## [EXTRACT TO READ]
-- Opening Marker --
Diagnostic Inventions - What is patentable after Prometheus?
When
April 17, 2013
Deirdre Sanders and Brian Moriarty, Principals at Hamilton Brook Smith Reynolds, presented on Wednesday, April 17, 2013 on "Diagnostic Inventions - What is patentable after Prometheus?" at 3:30pm at the Cambridge Innovation Center.
Come to this Massachusetts Association of Technology Transfer Offices (MATTO) seminar and learn about the new realities of patenting diagnostic inventions. We are continually asked to review diagnostic inventions to decide whether to file a patent application. The major question used to center around the commercial prospects of the invention - patentability was a more easily answered question about prior art and the novelty and nonobviousness of the invention. However, the patentability of diagnostic inventions has recently become an increasingly murky area of law. The cases Mayo v. Prometheus and Association of Molecular Pathology vs. Myriad Genetics, both recently decided by the Supreme Court and the Federal Circuit, have made patentability of claims to diagnostic inventions more difficult to ascertain. Some elements of diagnostic inventions are now considered "laws of nature" and, thus, not eligible for patent protection.
-- Closing Marker --
Natural-language object grounding data
-- Opening Marker --
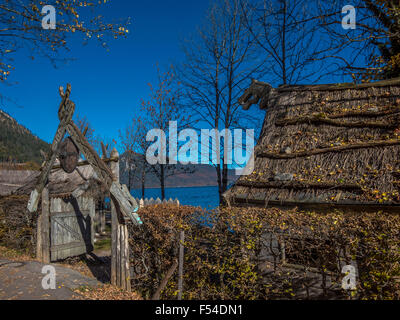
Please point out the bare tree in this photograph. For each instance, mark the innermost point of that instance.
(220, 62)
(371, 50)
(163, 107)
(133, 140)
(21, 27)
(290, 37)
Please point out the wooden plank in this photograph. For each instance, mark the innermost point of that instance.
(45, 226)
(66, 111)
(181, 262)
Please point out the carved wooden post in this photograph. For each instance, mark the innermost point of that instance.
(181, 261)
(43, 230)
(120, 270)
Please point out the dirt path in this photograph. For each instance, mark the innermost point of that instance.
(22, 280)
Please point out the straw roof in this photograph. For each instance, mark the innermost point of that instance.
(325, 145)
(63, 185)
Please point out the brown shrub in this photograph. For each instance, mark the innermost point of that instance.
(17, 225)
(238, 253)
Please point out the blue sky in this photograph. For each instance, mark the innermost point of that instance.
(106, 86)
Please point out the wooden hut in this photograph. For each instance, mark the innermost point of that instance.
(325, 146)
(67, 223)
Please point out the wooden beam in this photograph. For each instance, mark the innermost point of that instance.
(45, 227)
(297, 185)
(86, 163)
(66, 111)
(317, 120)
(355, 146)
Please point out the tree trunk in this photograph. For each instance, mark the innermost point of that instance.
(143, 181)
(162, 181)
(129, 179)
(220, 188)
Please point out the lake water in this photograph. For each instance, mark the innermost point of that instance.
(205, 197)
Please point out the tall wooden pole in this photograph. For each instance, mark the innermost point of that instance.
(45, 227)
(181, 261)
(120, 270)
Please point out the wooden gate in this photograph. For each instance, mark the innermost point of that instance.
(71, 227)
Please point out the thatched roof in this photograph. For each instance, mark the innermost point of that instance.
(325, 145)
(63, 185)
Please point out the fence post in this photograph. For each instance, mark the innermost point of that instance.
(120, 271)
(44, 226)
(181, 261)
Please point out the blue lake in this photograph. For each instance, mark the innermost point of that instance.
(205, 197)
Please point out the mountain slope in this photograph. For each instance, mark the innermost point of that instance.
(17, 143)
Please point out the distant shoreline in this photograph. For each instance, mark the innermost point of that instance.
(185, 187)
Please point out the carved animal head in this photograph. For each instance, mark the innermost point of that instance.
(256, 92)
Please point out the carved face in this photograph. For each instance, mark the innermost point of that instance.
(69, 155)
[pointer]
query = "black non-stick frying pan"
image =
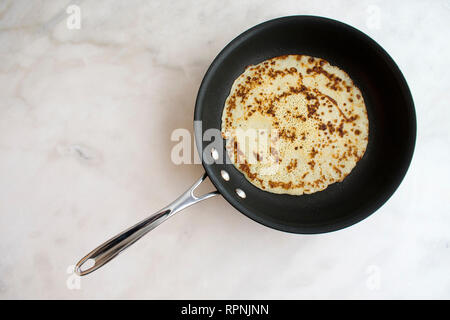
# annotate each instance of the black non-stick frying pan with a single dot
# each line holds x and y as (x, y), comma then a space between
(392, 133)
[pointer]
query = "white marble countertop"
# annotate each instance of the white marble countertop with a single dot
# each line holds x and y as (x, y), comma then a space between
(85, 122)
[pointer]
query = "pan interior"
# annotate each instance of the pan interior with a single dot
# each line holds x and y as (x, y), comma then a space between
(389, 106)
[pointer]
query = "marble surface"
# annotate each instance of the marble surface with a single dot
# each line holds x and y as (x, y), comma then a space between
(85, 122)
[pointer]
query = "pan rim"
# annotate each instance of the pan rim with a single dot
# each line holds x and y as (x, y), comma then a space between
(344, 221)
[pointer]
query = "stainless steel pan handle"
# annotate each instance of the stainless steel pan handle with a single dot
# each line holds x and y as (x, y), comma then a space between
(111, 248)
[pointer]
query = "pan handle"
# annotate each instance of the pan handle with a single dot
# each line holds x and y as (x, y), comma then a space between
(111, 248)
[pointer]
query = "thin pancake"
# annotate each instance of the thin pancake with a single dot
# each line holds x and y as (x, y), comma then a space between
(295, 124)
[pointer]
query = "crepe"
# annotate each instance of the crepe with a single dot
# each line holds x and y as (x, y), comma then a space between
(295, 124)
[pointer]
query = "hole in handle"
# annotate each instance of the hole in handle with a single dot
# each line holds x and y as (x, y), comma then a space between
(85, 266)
-- Closing Marker --
## [TASKS FOR THIS EXERCISE]
(a) According to the seminar announcement on diagnostic inventions, where was the presentation given?
(b) Pick up the seminar announcement on diagnostic inventions after its last sentence and write a few more sentences in the same style.

## [RESPONSE LIST]
(a) At the Cambridge Innovation Center.

(b)
Deirdre and Brian will discuss the Prometheus and Myriad cases and other recent important cases in this area, and how they affect filing and claim language decisions from a practical point of view. They will provide typical types of diagnostic inventions and discuss how the new situation applies to each. You will learn what types of diagnostic invention subject matter is no longer patentable and how, in some cases, strategic claim drafting can increase the likelihood that diagnostic claims will be found patentable.